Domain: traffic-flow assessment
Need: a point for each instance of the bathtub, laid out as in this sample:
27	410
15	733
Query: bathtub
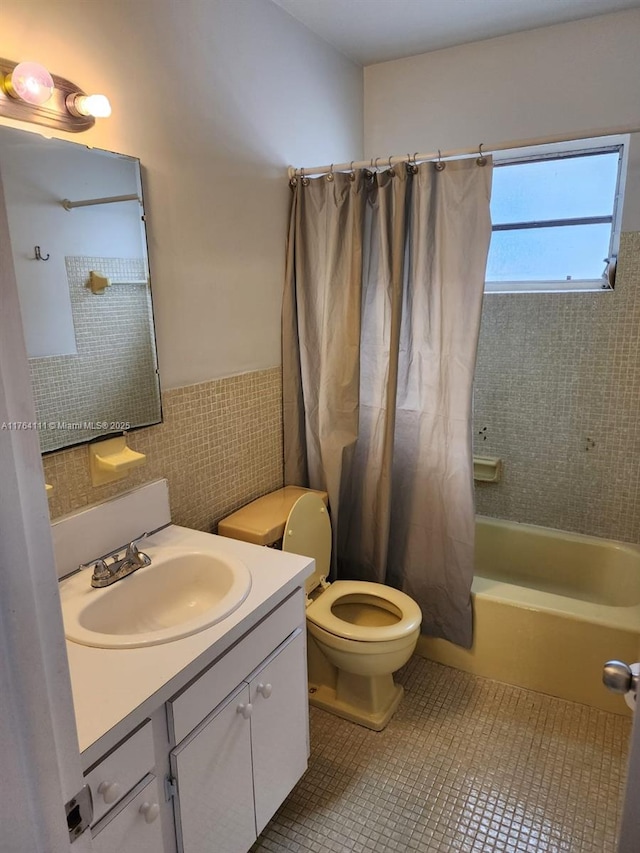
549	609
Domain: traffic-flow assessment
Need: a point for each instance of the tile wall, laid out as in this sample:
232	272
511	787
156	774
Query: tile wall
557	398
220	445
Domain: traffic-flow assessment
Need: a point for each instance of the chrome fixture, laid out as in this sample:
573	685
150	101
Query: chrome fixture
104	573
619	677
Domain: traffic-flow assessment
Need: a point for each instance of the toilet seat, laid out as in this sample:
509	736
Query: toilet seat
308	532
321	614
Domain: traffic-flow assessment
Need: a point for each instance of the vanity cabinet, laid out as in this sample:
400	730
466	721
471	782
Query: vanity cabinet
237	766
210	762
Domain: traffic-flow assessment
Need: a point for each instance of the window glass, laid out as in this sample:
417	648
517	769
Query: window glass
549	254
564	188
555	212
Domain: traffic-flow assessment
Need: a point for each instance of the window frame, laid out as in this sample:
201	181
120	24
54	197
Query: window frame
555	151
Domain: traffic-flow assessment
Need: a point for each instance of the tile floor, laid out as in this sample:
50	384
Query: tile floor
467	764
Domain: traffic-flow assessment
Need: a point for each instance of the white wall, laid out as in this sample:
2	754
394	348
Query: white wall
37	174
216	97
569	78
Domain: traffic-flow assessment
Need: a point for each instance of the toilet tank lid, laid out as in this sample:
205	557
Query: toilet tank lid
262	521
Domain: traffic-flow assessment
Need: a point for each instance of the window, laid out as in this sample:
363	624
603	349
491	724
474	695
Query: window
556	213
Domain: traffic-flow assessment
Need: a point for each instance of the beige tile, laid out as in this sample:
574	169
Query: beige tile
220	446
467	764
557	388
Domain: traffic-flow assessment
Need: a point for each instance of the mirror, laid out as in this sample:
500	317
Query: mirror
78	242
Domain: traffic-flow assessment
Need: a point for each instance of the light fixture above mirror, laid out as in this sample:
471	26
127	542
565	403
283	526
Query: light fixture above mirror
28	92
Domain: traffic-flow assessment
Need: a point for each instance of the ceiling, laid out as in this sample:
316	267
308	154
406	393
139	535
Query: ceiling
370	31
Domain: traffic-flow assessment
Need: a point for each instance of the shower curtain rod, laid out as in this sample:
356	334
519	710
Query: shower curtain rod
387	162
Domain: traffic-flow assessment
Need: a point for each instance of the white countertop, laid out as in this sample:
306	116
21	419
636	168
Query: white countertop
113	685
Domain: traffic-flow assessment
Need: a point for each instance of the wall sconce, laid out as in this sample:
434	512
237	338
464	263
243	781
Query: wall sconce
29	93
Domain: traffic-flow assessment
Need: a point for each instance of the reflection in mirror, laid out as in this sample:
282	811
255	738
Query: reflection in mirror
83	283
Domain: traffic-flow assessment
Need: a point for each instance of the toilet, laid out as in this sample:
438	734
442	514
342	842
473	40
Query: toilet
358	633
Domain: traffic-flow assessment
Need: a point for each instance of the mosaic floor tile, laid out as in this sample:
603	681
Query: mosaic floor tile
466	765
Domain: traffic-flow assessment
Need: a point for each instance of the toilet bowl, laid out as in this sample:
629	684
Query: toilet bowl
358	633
####################
** Request **
Repeat the material above verbatim. Leave the pictures behind.

** Full output **
Domain: traffic-flow assessment
Need: a point for each instance of the bathtub, laid out as in this sample:
27	410
15	733
Query: bathtub
549	609
Domain: traffic-flow assessment
Need: a point for each instance of the tile wall, laid out as in this sample:
232	272
511	787
156	774
Query: tile wall
557	398
220	445
Domain: traffic-flow assessment
Need: a point for each instance of the chrome fixture, laid out as in this sample:
573	685
150	101
Query: chrome fixture
104	573
619	677
Domain: traffic-flow assessment
Need: a point for each instance of the toilet seat, laid out as in this sample:
509	736
Query: toilet seat
308	532
321	614
Domain: traffic-flow assessment
Need: a point for each instance of the vanity cabinet, laid out as in this sample:
400	730
466	721
471	782
Query: vanity cabinet
237	766
210	762
Domain: traffic-flow assessment
Need: a point for each instance of the window glass, laid out as in this sample:
417	648
517	769
Query: window glass
549	254
564	188
555	212
Domain: traffic-flow assessment
Need: a point for each instance of the window frame, laid out as in this sample:
201	181
120	24
54	197
Query: window frame
555	151
Domain: traffic-flow assessment
Need: a point for each instance of the tile floor, laid out as in this sample:
50	384
Query: tile floor
467	764
Domain: traffic-flow assessment
Need: a point for each instance of the white wall, laid out as in this sample:
2	754
394	348
Query: white wall
37	174
216	97
569	78
Domain: traffic-flow assessment
Need: a point for each instance of the toilet tank lid, laid out as in this sample:
205	557
Query: toilet tank lid
262	521
Domain: traffic-flow assessment
Need: a point for each instance of the window, laid out as in this sample:
363	624
603	349
491	724
474	695
Query: window
556	213
Domain: traffic-flow assessment
Need: a point for each instance of the beige tile, laid out as in this sample:
574	169
Query: beige tile
220	446
467	764
557	388
Domain: traffic-flow assessment
Need: a point for each instance of the mirror, laid out as in this sample:
500	317
Query: mirror
78	242
Domain: traffic-flow assessment
Need: a point for each instance of the light fixture above mirror, laid out as in this sample:
471	26
127	542
565	403
283	526
Query: light fixture above mirror
28	92
Domain: traffic-flow assessment
Need: a point for each instance of the ceiling, laid out as in this sample:
316	267
308	154
406	393
139	535
Query: ceiling
370	31
Domain: traffic-flow assessment
Need: a point for each instance of the shower curtain rod, laid out as in this sample:
356	334
519	710
Query: shower curtain rod
387	162
Domain: traffic-flow assessment
Need: a point for each instance of the white countertop, laid out as in this sample:
306	116
21	419
636	168
Query: white countertop
113	685
Domain: traffic-flow assessment
Need: a point for each instance of the wall sconce, laid out as in this sample:
434	512
237	338
464	263
243	781
Query: wall sconce
29	93
Domain: traffic-flow assessment
Need: a point for each instance of the reflection in mirror, laid out as in this sample:
282	811
255	738
Query: reflection in mirror
83	283
Domain: traffic-flow assessment
Need: a point for each instance of the toilet, laid out as in this sample:
438	734
442	514
342	842
473	40
Query: toilet
358	633
Domain: traffic-flow assessment
Need: a point for each instance of the mosaic floor tile, laid out as in this sample:
603	681
Query: mosaic floor tile
466	765
Domain: traffic-flow assessment
Need: a point for each instance of the toilet bowl, laid out as in this sample:
629	684
Query: toilet bowl
358	633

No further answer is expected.